== Set problem 1 ==
Summarize the page of food conversation questions in two sentences.
== Set problem 2 ==
Carry on the page of food conversation questions from the point where it stops.

== Page text ==
Conversation Questions to practice English

Conversation Questions for English learners: Food, Cooking and Eating Out

Conversation Questions - Food - Cakes - Ella Olsson Unsplash

Photo: Ella Olsson, Unsplash

These ESL conversation questions are a resource for both teachers and students. They can be used in class, or with a study buddy, or with somebody you do a language exchange with.

Tips for learners

  • In those in-between times when you can’t find somebody to practise with I recommending trying to write down your answers, or even talking out loud to yourself!
  • Ensure you make notes of useful words and phrases that you either couldn’t remember or didn’t know when you were trying to explain something. This will really help you to move forward with your English.
  • I also highly recommend going through the questions a second or third time at a later date with somebody else, as a way of revision, and you are sure to notice that you are able to explain things faster and more effectively.

Coordinate annotation records:
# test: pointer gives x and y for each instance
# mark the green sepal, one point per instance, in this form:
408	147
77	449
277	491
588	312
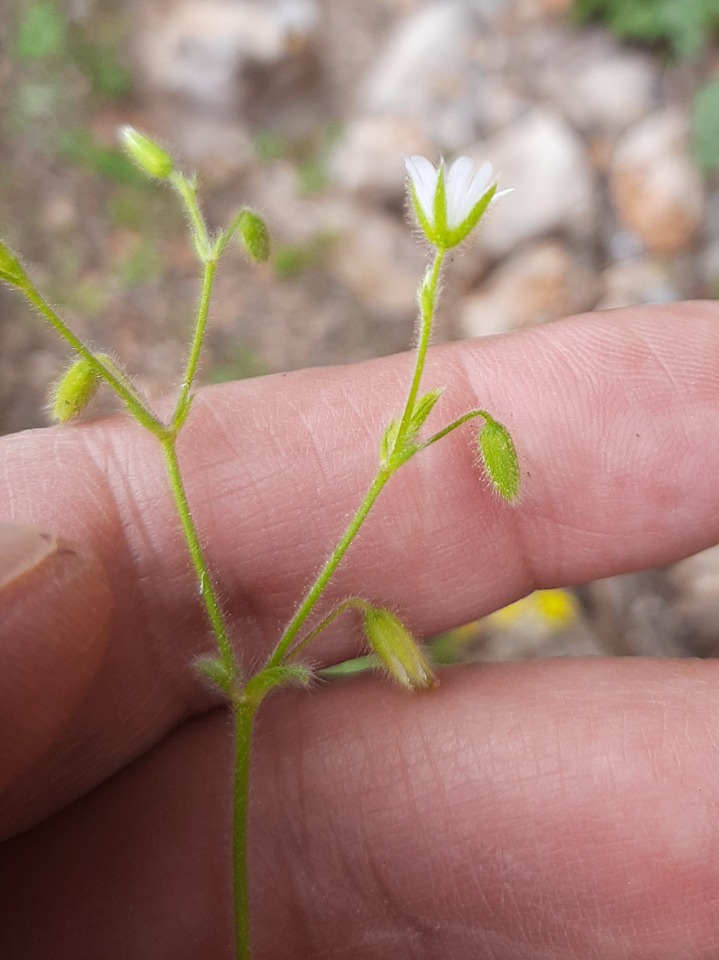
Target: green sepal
217	671
152	159
11	270
426	295
74	390
453	238
396	648
269	679
500	459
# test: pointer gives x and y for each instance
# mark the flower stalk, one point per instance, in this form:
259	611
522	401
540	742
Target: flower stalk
448	204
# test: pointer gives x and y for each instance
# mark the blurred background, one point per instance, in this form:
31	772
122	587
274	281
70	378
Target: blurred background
603	114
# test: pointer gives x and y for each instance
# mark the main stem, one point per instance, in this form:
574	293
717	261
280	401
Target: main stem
244	721
323	577
207	589
427	306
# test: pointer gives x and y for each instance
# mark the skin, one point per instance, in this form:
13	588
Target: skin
554	809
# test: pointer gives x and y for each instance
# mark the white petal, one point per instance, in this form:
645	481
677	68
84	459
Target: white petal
480	183
424	176
457	185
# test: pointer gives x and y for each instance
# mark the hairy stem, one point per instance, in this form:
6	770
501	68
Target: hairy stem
244	721
427	305
210	268
204	579
323	577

== Task output 1 ==
The page offers ESL conversation questions on food, cooking and eating out for teachers and students to use in class, with a study buddy, or in a language exchange. It advises learners to write down their answers or talk out loud when no partner is available, to note useful words and phrases they lacked, and to go through the questions again later with someone else as revision.

== Task output 2 ==
  • Where possible, expand on your answers, give more details.
  • If you’re asking the questions, remember to use follow-up questions too. If the conversation goes off on a tangent that’s totally fine – as long as you’re practising, you’re learning. 
  1. What are your favourite fruits?

  2. What are your favourite vegetables?

  3. What are your favourite herbs and spices?

  4. Do you prefer sweet or savoury foods?

  5. Do you eat meat or are you a vegetarian?

  6. What are your favourite pizza toppings?

  7. What foods can’t you stand?

  8. When was the last time you ate out? Would you go back to that restaurant?

  9. Do you have any favourite restaurants? What kind of food do they serve?

  10. Which is your favourite foreign cuisine? And how often do you eat it?  Do you ever prepare it yourself?

  11. What are the advantages and disadvantages of fast food?

  12. Do you enjoy cooking? What dishes do you typically make?

  13. What’s your best dish? What are the ingredients and how do you make it?

  14. What’s your favourite dessert?

  15. What are your favourite cakes or biscuits?

  16. Do you like baking? If so, what do you usually bake?

  17. Do you batch cook? (= prepare several meals at the same time)

  18. What do you usually have for breakfast?

  19. What do you tend to drink with your meals?

  20. If someone visited your country what three foods or dishes would you recommend that they try?

  21. Are you a fussy eater or do you eat most things?

  22. Is there something you eat too much of?

  23. Do you like trying new recipes or do you tend to eat the same things every day?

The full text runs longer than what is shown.